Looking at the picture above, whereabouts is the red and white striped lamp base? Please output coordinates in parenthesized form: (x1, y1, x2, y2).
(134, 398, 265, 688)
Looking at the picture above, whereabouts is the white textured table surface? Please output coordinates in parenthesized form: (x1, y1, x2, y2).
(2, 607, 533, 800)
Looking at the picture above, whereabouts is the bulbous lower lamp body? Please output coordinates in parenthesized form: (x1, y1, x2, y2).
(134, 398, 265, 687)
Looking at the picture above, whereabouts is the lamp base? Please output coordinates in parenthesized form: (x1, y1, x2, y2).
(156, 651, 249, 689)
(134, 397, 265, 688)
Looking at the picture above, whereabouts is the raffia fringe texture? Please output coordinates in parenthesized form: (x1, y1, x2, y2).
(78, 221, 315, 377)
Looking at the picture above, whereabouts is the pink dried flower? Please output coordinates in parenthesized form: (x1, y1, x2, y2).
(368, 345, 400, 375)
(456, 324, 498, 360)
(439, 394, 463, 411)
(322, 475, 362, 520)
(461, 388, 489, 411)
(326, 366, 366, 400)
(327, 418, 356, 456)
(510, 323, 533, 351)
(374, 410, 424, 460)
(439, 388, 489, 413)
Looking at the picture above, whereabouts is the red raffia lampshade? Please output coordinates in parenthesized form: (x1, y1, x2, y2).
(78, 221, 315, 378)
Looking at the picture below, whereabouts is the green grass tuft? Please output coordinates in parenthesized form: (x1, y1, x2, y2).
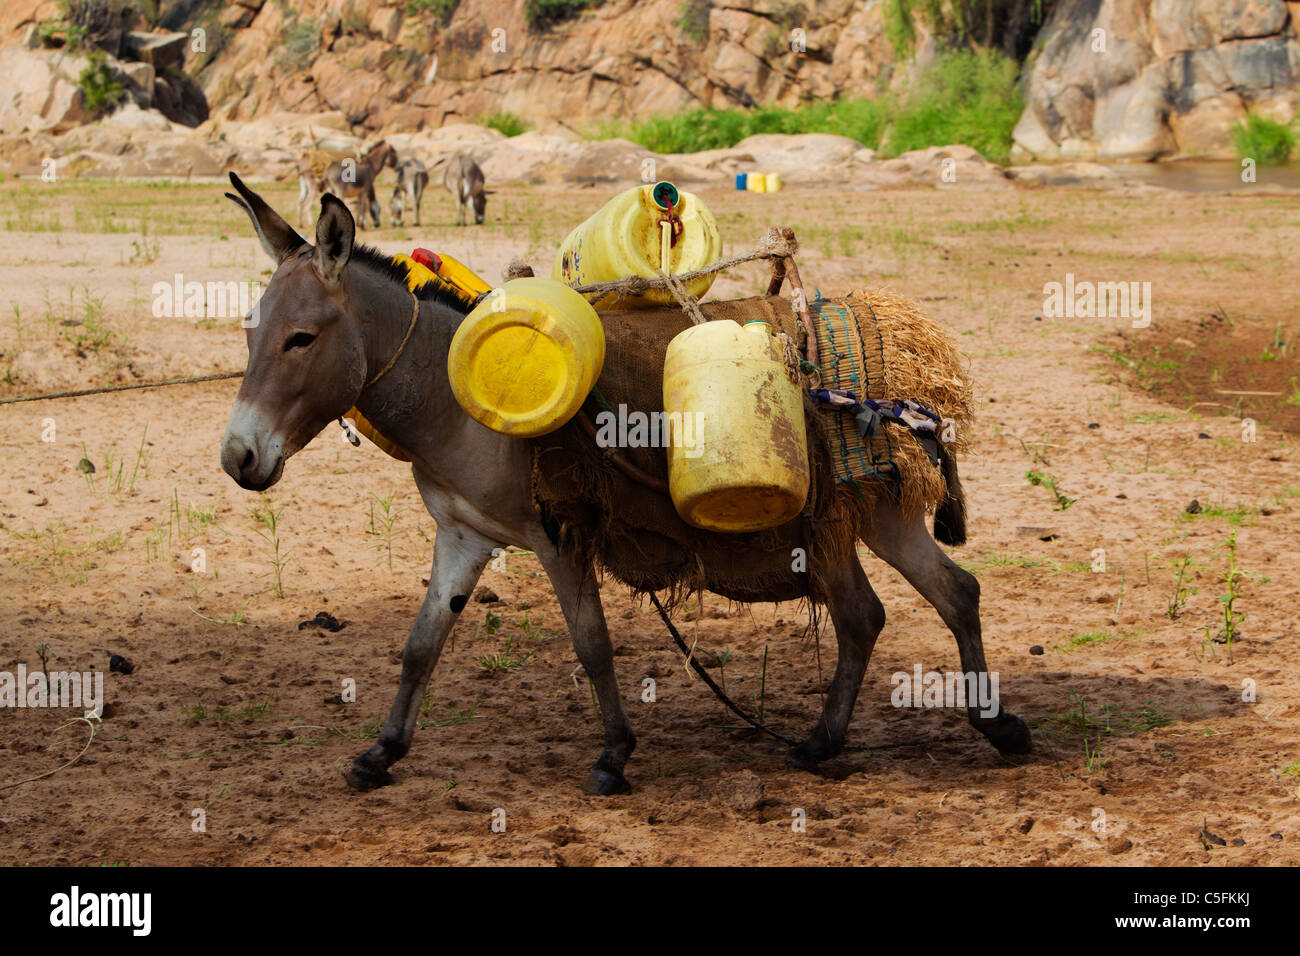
(599, 49, 1021, 163)
(480, 112, 530, 137)
(1233, 113, 1296, 166)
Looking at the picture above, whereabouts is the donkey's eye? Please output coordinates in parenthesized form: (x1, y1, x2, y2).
(283, 331, 317, 352)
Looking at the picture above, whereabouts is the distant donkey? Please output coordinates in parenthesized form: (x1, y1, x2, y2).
(443, 153, 491, 225)
(323, 140, 397, 230)
(390, 158, 428, 227)
(295, 151, 328, 229)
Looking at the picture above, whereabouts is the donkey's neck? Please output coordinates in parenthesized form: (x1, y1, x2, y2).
(349, 269, 464, 470)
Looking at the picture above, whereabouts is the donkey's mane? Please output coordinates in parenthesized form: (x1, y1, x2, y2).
(349, 242, 475, 314)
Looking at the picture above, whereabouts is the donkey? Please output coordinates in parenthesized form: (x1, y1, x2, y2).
(390, 158, 428, 228)
(443, 153, 490, 225)
(323, 140, 397, 230)
(219, 173, 1031, 796)
(295, 151, 327, 229)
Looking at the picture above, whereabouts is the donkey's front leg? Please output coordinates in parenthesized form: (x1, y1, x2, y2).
(344, 525, 495, 791)
(534, 540, 636, 795)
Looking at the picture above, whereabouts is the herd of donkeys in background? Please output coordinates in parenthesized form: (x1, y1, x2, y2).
(295, 140, 493, 231)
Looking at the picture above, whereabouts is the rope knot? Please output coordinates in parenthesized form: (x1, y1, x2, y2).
(760, 227, 799, 259)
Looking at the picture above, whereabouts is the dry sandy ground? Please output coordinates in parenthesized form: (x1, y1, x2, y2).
(0, 176, 1297, 865)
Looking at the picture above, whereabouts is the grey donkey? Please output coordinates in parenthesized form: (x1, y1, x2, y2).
(442, 153, 492, 225)
(218, 172, 1032, 796)
(390, 158, 429, 228)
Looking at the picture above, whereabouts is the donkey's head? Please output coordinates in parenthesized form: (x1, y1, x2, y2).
(364, 140, 397, 172)
(220, 172, 368, 491)
(471, 187, 491, 225)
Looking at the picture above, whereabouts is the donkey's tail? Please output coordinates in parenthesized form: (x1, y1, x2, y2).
(933, 446, 967, 547)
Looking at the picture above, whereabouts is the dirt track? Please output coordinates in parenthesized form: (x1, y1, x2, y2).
(1, 177, 1298, 865)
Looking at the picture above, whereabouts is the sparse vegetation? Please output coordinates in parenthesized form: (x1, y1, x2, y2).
(676, 0, 710, 43)
(1038, 693, 1173, 740)
(1233, 112, 1296, 166)
(405, 0, 460, 20)
(601, 49, 1021, 162)
(1166, 555, 1195, 619)
(77, 50, 125, 118)
(279, 16, 320, 71)
(1054, 629, 1120, 653)
(480, 112, 529, 137)
(1026, 469, 1075, 510)
(474, 634, 535, 673)
(251, 495, 291, 598)
(887, 50, 1024, 164)
(525, 0, 604, 30)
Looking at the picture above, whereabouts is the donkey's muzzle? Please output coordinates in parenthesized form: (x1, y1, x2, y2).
------------------------------------------------
*Your task:*
With the pictures omitted, the records above are to be repeated exactly.

*Response area:*
Looking at the picture above, whereabouts is the red and white striped lamp base? Please output coordinates in parenthesized form: (x1, y1, x2, y2).
(134, 398, 265, 688)
Looking at the picture above, whereabouts is the white textured table surface? Please output coordinates in parenthesized form: (x1, y1, x2, y2).
(2, 607, 533, 800)
Looking at the picture above, whereabouts is the bulbous lower lamp body? Please output coordinates in parenthesized form: (x1, y1, x2, y2).
(134, 398, 265, 687)
Looking at the picture above, whereabouts is the lamp base? Please output coordinates in parenthesized form: (x1, y1, x2, y2).
(156, 651, 249, 689)
(134, 397, 265, 688)
Looking at the picture above, whereabouts is the raffia fringe texture? Please output coordinates in parenthesized form: (x1, y1, x2, y2).
(78, 221, 315, 377)
Looking at the picture above, whereabouts is the pink dried flower? Please output coordinates in parenthesized form: (x1, y1, x2, y2).
(368, 345, 400, 375)
(456, 324, 498, 360)
(439, 394, 463, 411)
(322, 475, 362, 520)
(461, 388, 489, 411)
(326, 366, 366, 400)
(327, 418, 356, 456)
(510, 323, 533, 351)
(374, 410, 424, 460)
(439, 388, 489, 413)
Looking at the picture above, whereabouts is the red raffia lampshade? Please output coordinates in parenthesized form: (x1, y1, x2, y2).
(78, 221, 315, 378)
Looking at the picture below, whereabouts is the green grass tuft? Please output coordinates in parenthesized form: (x1, y1, x2, y2).
(599, 49, 1021, 163)
(480, 112, 530, 137)
(1233, 113, 1296, 166)
Looking at the picture above, whereabouts is the donkey's eye? Please output coordinates in parenthesized form: (x1, y1, x2, y2).
(283, 331, 317, 352)
Looking at the picture above, whereabouts is the distant donkey? Please output coordinates in parenthesized form: (x1, y1, x2, y2).
(443, 153, 491, 225)
(323, 140, 397, 230)
(390, 158, 428, 227)
(295, 151, 328, 229)
Looking at the picture above, whereabouts is the donkey's neck? Please output coordinates in parenthesized form: (x1, y1, x2, y2).
(349, 269, 464, 470)
Looking at the picture above, whereabouts is the donkey's mane? Please output coordinates in parenthesized form: (x1, y1, x2, y2).
(349, 242, 475, 314)
Looking at the picture above, whereabouts is the donkey? Please output coordinates in parenthesized form: (x1, y1, x2, y2).
(390, 158, 428, 228)
(443, 153, 490, 225)
(323, 140, 397, 230)
(219, 173, 1031, 796)
(295, 151, 327, 229)
Looking at the picture above, whereabouts is the donkey's front leg? Please output coordinates in parenthesized form: (x1, y1, x2, y2).
(344, 525, 495, 791)
(534, 540, 636, 795)
Looking at the picture above, whereabouts is the herd of donkeys in background? Please output coordinates in parenthesized form: (x1, y1, x2, y2).
(295, 140, 493, 231)
Looking at the picture above, whereabouts is the rope knot? Please output coordinates in parenthesized form: (x1, y1, x2, y2).
(760, 227, 799, 259)
Looking at the picture above, whereabouts is the dry sandy ground? Please output coordinates in parenthesized form: (x1, y1, x2, y2).
(0, 176, 1297, 865)
Looking at the picture above, whereabouts is the grey donkey? Please output coordinates in parenthesized form: (x1, y1, x2, y2).
(442, 153, 492, 225)
(218, 172, 1032, 796)
(390, 158, 429, 228)
Looking at the picture above, whereabouts is the donkey's head? Please output coordinates in parenthesized form: (x1, y1, x2, y2).
(364, 140, 397, 172)
(220, 172, 368, 491)
(471, 187, 491, 225)
Looking at the picture above, whereabouts is the donkey's tail? Please output coordinates in parenthesized form: (x1, y1, x2, y2).
(933, 446, 967, 547)
Looking at the picture above, whereabouts is the dirt track? Please output coordinates in parenthesized form: (x1, y1, x2, y2).
(1, 177, 1298, 865)
Looking at the picture above, whereabouts is the sparse vegetation? Please output coordinates in parenthesized form: (x1, y1, x2, y2).
(676, 0, 710, 43)
(1038, 693, 1173, 740)
(1233, 112, 1296, 166)
(405, 0, 460, 20)
(601, 49, 1021, 162)
(1166, 555, 1195, 619)
(77, 50, 125, 118)
(279, 16, 320, 71)
(1054, 629, 1120, 653)
(480, 112, 529, 137)
(1026, 469, 1075, 510)
(474, 634, 535, 673)
(251, 495, 291, 598)
(887, 50, 1024, 164)
(525, 0, 604, 30)
Looking at the picture above, whereabouts is the donkey's muzzle? Please output coordinates in parenthesized form: (x1, y1, x2, y2).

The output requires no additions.